**DOCUMENT SOURCE:**
◆ ◆ ◆ ◆ ◆
Une amitié littéraire
Françoise Sagan a été l'amie indissociable de l'écrivain disparu vendredi dernier.
Aux yeux de Françoise Sagan, c'était l'écrivain par excellence. Son meilleur ami, avec des brouilles et des retrouvailles qui se fêtent. Bernard Frank était ancré dans le coeur de Sagan, devenue très tôt son port d'attache. Indissociables depuis la parution de Bonjour tristesse, en 1954, ils ont formé pendant des décennies une sorte de couple légendaire fait de tendresse et de fâcheries.
◆ ◆ ◆ ◆ ◆
**Entrées du jeu de données:**

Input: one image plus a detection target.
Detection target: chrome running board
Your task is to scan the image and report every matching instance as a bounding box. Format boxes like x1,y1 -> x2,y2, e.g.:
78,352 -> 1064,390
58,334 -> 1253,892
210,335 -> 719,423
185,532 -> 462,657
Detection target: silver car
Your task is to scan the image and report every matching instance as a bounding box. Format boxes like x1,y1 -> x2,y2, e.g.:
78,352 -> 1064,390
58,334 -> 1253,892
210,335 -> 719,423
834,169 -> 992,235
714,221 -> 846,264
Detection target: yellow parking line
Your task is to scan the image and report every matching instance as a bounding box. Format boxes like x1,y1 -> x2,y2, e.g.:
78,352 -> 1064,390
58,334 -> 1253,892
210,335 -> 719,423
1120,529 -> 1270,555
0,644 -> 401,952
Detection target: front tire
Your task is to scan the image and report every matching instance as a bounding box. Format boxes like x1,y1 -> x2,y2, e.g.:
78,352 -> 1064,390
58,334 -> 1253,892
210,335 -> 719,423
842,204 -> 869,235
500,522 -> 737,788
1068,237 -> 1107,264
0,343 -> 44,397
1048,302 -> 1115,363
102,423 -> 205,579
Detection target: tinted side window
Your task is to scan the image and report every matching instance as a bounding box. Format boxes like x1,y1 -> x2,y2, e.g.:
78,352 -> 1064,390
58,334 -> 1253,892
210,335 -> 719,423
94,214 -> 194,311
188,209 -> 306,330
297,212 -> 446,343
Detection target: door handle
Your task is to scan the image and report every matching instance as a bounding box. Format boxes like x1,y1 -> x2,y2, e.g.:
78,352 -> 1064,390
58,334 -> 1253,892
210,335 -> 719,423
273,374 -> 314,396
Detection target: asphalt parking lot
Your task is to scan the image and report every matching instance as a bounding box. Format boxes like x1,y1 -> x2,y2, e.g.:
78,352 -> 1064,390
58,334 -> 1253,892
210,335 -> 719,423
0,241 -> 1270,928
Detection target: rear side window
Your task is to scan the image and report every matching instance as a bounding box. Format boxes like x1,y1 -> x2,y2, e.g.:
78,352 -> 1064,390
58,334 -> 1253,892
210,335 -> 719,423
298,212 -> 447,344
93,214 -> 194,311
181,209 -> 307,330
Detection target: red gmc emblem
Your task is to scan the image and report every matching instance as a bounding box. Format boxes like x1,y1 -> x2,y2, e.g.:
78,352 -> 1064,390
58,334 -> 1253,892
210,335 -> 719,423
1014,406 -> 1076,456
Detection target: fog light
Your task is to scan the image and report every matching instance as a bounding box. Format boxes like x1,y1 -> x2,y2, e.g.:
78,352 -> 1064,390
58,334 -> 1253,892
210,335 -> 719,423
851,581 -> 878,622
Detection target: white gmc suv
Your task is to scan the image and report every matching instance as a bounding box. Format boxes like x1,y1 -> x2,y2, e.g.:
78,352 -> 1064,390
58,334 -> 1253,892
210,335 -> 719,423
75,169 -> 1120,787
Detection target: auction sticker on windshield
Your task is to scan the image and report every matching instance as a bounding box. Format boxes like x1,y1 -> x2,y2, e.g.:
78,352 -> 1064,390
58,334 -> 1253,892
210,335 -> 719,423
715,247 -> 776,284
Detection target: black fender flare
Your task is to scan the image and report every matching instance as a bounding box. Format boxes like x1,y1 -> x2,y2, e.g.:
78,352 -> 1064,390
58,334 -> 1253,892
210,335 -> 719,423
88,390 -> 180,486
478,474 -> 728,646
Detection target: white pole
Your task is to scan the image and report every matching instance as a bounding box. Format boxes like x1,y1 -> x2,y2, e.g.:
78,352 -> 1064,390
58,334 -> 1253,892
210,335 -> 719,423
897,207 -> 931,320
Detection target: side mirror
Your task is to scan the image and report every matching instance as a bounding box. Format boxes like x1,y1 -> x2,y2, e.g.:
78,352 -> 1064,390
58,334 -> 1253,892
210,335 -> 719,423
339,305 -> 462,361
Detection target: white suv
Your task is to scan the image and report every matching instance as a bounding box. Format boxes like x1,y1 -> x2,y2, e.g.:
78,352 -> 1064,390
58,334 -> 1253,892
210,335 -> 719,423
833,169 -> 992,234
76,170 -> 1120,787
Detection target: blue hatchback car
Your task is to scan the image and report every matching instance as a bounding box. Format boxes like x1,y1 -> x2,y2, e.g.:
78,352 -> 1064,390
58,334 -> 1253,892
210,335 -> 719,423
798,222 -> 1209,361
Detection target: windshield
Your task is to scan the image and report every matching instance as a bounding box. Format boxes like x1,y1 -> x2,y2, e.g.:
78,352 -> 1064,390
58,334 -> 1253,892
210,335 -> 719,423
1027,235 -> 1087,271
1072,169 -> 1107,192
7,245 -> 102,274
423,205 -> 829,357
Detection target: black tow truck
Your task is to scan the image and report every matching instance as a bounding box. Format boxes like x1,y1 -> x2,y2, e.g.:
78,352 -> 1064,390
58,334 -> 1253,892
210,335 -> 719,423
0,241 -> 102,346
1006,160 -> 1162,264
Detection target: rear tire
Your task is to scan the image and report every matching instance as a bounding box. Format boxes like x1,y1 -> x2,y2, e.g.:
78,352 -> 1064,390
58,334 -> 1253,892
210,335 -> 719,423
◆ ◆ ◆ ◆ ◆
**CONSIGNE 1:** Traduisez en anglais cette phrase de l'article sur Françoise Sagan et Bernard Frank : « Bernard Frank était ancré dans le coeur de Sagan, devenue très tôt son port d'attache. »
**CONSIGNE 2:** Reproduisez à l'identique le passage de l'article sur Françoise Sagan et Bernard Frank qui va de « Une amitié littéraire » jusqu'à « et de fâcheries. ».
Ces données viennent d'une autre source.

**CORRIGÉ 1:** Bernard Frank was anchored in Sagan's heart, as she had very early on become his home port.

**CORRIGÉ 2:**
Une amitié littéraire
Françoise Sagan a été l'amie indissociable de l'écrivain disparu vendredi dernier.
Aux yeux de Françoise Sagan, c'était l'écrivain par excellence. Son meilleur ami, avec des brouilles et des retrouvailles qui se fêtent. Bernard Frank était ancré dans le coeur de Sagan, devenue très tôt son port d'attache. Indissociables depuis la parution de Bonjour tristesse, en 1954, ils ont formé pendant des décennies une sorte de couple légendaire fait de tendresse et de fâcheries.